┌──

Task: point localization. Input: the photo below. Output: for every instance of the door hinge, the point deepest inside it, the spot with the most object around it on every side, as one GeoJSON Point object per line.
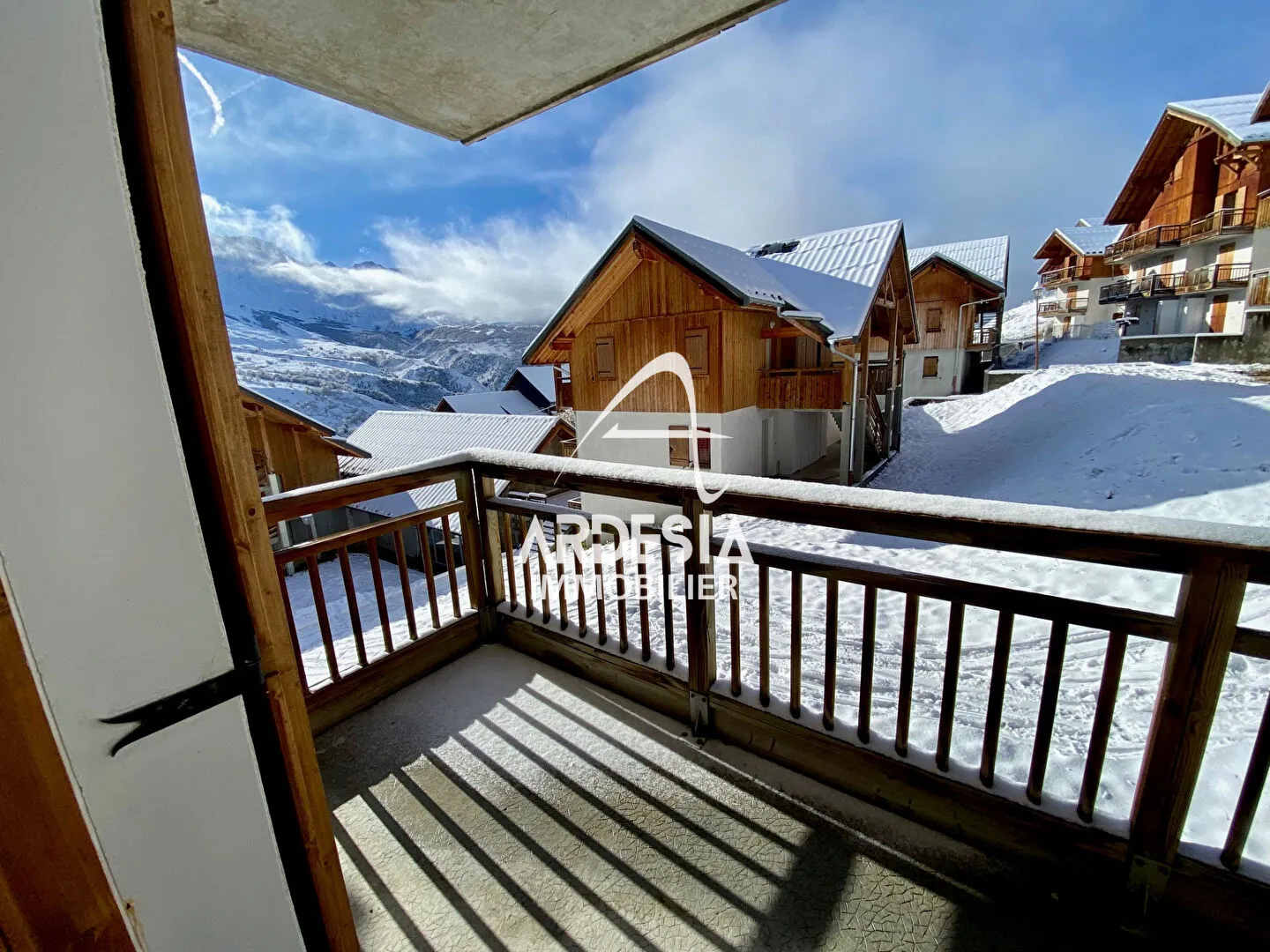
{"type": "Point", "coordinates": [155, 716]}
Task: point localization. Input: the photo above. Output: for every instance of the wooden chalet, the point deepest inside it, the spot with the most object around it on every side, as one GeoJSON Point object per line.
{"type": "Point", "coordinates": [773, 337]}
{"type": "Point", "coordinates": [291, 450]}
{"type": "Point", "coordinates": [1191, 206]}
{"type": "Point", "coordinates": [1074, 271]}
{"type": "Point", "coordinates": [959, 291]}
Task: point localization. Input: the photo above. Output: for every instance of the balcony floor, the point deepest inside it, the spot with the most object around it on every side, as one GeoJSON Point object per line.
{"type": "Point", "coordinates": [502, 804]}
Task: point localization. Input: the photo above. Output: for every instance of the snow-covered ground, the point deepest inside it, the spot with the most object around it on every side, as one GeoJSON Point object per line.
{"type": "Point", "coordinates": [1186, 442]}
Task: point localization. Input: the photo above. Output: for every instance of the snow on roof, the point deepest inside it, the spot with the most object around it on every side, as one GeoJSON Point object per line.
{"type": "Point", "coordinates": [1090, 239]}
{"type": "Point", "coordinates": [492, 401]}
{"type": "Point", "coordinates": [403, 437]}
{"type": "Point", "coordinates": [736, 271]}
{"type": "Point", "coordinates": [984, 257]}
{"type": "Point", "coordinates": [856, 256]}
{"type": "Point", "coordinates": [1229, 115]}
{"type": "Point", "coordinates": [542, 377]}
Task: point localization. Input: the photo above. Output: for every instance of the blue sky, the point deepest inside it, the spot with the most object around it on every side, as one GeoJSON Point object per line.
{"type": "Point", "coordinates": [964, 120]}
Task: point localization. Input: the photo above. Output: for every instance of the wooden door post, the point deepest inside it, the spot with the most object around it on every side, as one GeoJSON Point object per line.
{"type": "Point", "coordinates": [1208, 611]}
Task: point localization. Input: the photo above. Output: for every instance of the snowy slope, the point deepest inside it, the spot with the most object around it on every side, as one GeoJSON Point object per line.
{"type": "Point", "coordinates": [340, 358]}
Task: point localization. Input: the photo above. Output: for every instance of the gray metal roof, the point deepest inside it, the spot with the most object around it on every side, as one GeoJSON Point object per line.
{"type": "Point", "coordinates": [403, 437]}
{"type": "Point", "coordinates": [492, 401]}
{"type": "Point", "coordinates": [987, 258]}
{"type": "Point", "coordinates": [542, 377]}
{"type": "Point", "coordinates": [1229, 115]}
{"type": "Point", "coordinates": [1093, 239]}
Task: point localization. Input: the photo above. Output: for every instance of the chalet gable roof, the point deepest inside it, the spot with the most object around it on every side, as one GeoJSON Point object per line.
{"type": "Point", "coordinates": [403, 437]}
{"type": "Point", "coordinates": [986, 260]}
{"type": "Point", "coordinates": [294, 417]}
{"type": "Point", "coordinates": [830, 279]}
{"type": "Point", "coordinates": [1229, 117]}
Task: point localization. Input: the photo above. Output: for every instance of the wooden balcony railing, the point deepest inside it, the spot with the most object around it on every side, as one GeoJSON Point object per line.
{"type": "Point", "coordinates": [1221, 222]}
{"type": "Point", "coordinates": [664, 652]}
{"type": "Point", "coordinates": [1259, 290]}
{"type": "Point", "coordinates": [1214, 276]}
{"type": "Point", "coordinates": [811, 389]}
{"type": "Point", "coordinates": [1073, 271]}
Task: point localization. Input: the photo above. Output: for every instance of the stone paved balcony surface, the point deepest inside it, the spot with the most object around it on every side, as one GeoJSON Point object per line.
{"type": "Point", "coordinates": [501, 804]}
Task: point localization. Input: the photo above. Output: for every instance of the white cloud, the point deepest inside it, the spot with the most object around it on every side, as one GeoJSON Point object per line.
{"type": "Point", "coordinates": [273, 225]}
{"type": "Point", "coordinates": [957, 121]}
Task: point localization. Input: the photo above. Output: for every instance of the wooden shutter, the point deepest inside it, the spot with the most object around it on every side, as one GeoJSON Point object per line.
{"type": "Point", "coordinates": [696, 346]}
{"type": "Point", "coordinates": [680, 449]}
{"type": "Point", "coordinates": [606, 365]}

└──
┌──

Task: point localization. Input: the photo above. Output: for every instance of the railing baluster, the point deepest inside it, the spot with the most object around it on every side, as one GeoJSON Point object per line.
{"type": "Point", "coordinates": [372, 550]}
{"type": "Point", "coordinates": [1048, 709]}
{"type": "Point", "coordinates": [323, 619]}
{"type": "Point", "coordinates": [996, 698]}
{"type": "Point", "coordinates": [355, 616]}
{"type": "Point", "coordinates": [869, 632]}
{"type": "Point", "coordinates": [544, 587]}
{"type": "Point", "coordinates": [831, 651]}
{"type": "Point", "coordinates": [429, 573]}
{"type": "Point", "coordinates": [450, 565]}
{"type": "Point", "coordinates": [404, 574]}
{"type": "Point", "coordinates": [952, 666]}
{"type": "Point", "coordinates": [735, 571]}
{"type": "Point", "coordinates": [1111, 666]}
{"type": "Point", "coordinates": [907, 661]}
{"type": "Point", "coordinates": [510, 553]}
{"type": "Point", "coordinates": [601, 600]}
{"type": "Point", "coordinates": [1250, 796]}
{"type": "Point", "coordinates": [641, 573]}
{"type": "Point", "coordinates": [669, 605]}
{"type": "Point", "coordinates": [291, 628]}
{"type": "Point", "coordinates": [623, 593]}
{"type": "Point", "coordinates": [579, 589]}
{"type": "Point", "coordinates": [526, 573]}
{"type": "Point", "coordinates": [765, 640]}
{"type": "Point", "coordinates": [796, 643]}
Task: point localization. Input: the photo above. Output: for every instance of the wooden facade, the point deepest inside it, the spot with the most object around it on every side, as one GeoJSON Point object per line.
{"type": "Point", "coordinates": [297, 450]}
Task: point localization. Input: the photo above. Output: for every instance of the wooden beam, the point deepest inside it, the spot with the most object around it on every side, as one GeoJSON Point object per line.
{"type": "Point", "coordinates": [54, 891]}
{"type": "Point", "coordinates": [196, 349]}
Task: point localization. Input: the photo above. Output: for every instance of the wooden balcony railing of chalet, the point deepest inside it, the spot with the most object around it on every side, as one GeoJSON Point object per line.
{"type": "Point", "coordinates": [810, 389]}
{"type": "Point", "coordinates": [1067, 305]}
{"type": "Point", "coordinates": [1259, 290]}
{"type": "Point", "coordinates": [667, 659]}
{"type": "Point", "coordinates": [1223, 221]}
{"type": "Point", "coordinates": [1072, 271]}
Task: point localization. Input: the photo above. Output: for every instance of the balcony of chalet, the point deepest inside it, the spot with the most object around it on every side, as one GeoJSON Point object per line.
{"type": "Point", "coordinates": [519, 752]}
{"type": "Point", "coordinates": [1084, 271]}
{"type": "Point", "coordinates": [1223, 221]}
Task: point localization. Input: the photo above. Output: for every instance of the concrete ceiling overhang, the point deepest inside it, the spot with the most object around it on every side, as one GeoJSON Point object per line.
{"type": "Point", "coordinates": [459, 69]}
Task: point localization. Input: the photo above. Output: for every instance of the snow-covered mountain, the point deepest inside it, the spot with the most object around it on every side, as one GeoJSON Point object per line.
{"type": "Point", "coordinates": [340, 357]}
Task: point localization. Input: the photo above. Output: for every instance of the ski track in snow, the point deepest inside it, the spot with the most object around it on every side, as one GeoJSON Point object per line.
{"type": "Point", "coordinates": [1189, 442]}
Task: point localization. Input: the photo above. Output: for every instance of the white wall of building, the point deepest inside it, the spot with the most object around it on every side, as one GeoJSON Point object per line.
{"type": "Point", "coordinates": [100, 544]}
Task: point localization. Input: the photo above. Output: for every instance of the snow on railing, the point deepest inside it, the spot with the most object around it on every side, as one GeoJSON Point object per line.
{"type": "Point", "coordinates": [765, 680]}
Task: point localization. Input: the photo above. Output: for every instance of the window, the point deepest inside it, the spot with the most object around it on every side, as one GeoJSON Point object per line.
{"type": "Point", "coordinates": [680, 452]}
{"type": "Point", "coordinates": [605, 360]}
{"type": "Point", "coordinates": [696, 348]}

└──

# WRITTEN EXERCISE
Pull out every line of the items above that contains the string "door", matching case exactly.

# ANSWER TO THIS PROBLEM
Task: point localization. Input: the photo below. Output: for every instance of the door hinge, the point deepest inside it, the spot with the most object around it on every side, as one GeoJSON Point object per line.
Task: point localization. Input: the photo above. Output: for every instance of the wooden door post, the point deepest inside it, the spot with the most object around it on every side, as one GeoJSON Point object per line.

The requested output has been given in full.